YOUR INSTRUCTIONS:
In the comments on billing coordinators below, condense the paragraph beginning "I owed $1,000 to my phone company" into two sentences that keep its main facts.

QUOTED PASSAGE:
=== Begin Enclosure ===
By lighth0se33 — On Apr 13, 2012

My friend who is a billing coordinator loves her job, but I could not handle doing what she does. She loves communicating with people and helping them find a way to settle their debt, even when they are short with her.

If anyone says an unkind word to me, I either fly off the handle or cry. I know I'm not cut out for the job of billing coordinator. It takes a special type of person, and that is someone who is both friendly and assertive.

My friend pays close attention to detail and is good at math, and that has also helped her out a lot in her career. She was made for this job.

By StarJo — On Apr 12, 2012

Front desk billing coordinators can get into a lot of trouble if the records don't match up. I worked for a newspaper for many years, and I remember the billing coordinator making a big mistake that cost the company thousands of dollars.

I don't know all the details, but I remember overhearing her telling a coworker what had happened. I could hear the fear in her voice and see the tears starting to form.

Since the company was already having financial troubles, the boss was furious and fired the lady. It was a sad day at the office for everyone. One simple mistake cost her the job she had worked at for nearly forty years.

By OeKc05 — On Apr 12, 2012

@Perdido – I agree with you. Thankfully, not all billing coordinators behave that way. I had a good experience with one who helped me pay off my debt in a way that made both of us happy.

I owed $1,000 to my phone company. When the billing coordinator called, she was friendly and helpful. She asked me how much I could afford to pay per month, and we worked it out to where I would have the debt paid off in ten months.

When I was still a few months away from having it paid in full, she called me again and offered to cut $300 off the debt if I paid the remainder in full. I took advantage of this, as many people would do. This is the kind of billing coordinator that gets good results.

By Perdido — On Apr 11, 2012

I think that a billing coordinator will get better results when making collection calls if they refrain from being rude. There are ways to get your point across without sounding insulting or threatening.

If the billing coordinator could simply state how much the person owed and when it needed to be paid by, that should be enough. The person obviously knows that they owe the place money, and yelling at them or threatening to sue them will not get it paid any faster, in most cases.

I had a billing coordinator call me up one time, and she launched right into being a bully and telling me what would happen if I didn't pay. This made me want to put off paying even longer. Had she been cordial, I would have been much more willing to talk to her.
=== End Enclosure ===
EXERCISE DATA:
=== Begin Enclosure ===
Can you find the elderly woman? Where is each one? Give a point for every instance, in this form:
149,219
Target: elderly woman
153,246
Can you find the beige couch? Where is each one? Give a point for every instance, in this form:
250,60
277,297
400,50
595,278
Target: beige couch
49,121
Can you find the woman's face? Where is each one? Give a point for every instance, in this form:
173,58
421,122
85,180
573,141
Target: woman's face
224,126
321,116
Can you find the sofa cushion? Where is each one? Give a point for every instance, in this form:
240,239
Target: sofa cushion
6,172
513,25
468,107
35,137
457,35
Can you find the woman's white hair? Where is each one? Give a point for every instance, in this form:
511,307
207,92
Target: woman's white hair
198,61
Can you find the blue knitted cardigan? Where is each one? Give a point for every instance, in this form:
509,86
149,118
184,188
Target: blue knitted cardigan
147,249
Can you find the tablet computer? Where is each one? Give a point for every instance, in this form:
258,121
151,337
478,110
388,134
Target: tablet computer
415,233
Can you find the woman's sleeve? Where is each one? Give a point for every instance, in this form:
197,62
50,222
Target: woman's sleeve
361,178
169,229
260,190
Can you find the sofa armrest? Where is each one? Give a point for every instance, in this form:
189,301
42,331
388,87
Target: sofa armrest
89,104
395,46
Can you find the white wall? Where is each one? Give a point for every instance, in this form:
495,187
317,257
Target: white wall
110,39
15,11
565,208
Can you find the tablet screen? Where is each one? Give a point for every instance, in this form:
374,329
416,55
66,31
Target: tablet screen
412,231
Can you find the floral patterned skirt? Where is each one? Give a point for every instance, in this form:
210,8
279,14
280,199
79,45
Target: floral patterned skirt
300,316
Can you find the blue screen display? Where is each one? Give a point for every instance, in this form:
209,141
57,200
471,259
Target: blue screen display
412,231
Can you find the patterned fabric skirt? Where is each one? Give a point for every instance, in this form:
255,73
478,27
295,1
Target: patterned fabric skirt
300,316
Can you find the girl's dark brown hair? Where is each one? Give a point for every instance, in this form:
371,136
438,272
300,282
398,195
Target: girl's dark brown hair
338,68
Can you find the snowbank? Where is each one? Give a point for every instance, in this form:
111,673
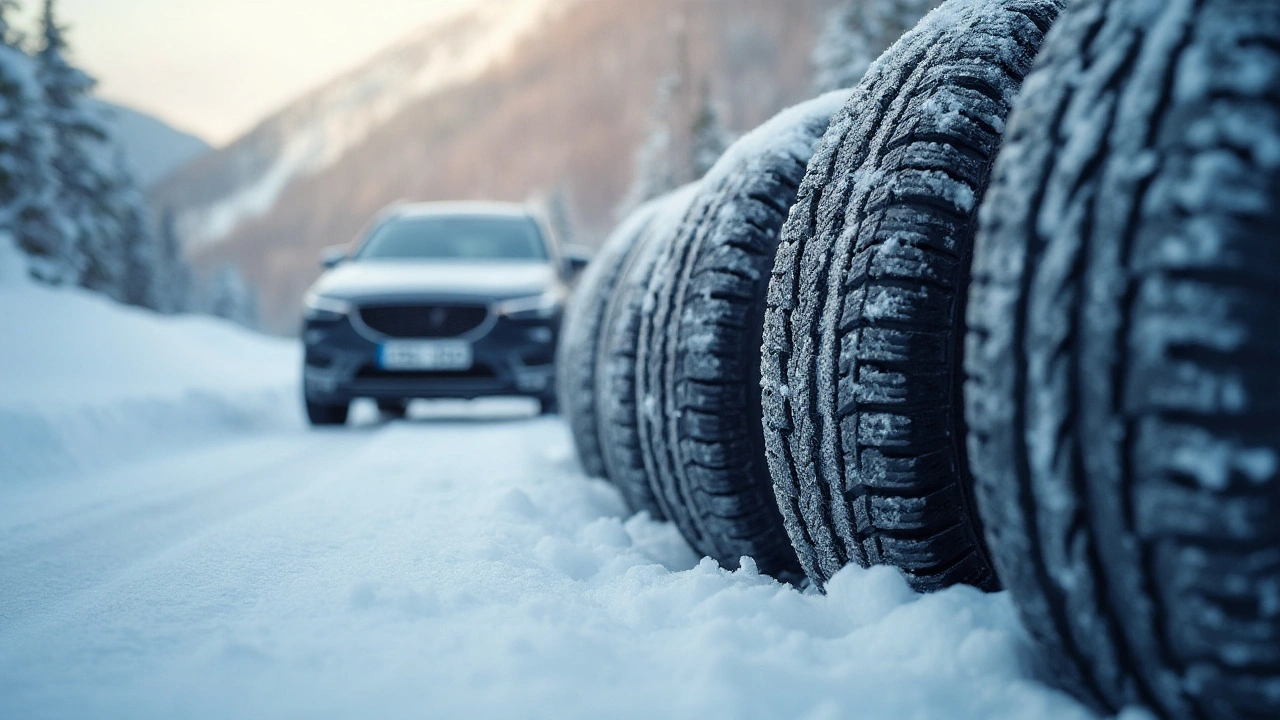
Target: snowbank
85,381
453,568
=== End Enclosure ===
=== Begin Enclosure ===
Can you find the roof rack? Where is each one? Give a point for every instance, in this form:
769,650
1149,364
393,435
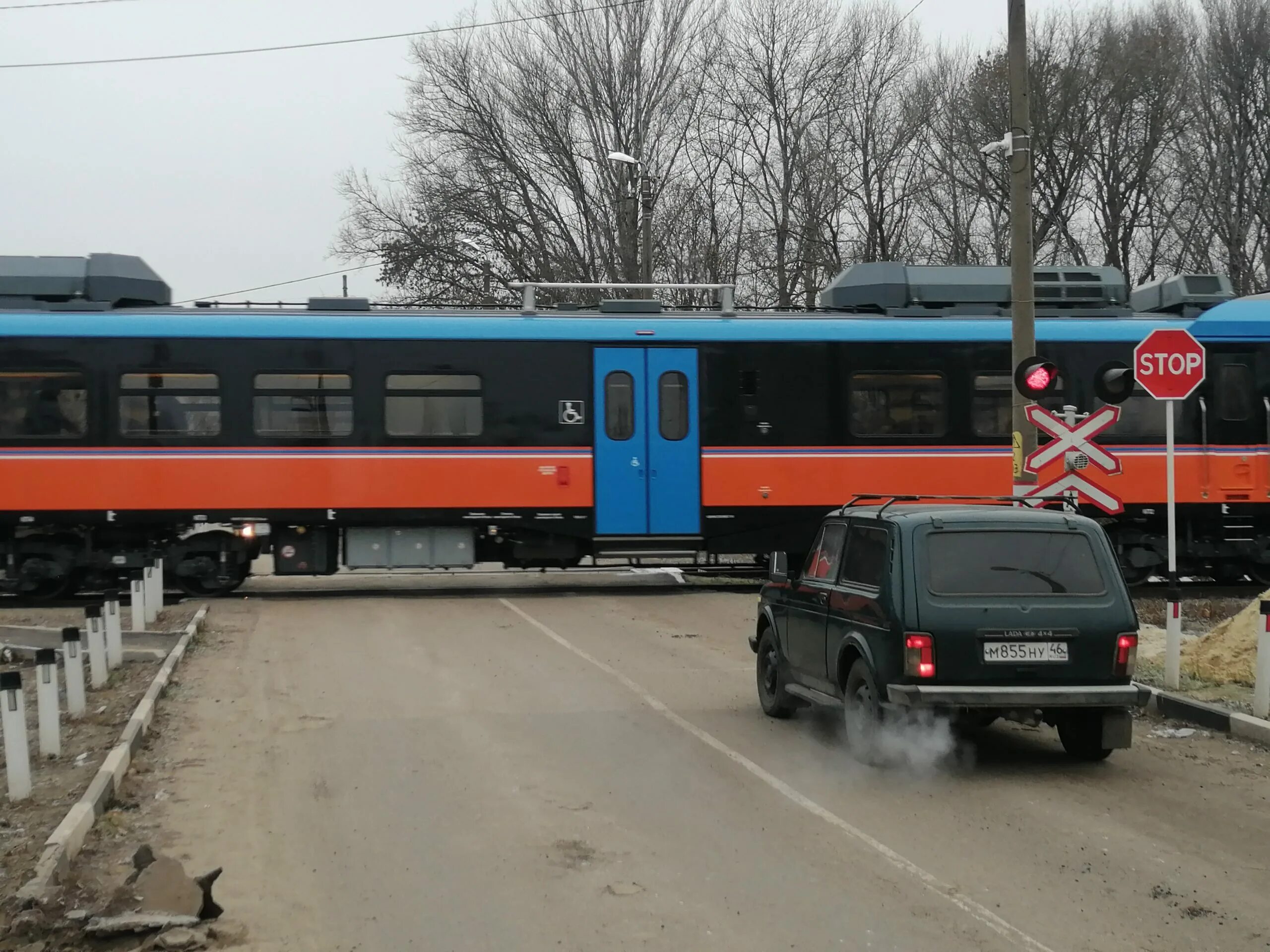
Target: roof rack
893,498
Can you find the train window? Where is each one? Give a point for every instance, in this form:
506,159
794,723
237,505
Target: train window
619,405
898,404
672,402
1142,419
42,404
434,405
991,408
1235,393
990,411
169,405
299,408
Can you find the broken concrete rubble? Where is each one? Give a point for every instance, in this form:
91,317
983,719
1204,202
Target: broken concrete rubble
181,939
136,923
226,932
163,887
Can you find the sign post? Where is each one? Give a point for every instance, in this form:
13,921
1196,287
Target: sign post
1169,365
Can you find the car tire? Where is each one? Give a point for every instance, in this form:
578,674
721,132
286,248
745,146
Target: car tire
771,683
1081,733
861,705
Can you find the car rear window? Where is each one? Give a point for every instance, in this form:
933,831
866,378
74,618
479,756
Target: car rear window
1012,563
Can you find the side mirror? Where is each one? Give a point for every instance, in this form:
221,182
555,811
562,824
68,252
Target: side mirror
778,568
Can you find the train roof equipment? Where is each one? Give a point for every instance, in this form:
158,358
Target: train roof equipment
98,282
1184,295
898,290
=== End Enclosure ===
EXPECTED ANSWER:
I owed my phone company $1,000, and the billing coordinator who called was friendly and helpful. She asked how much I could afford each month, and we set up a plan to pay off the debt in ten months.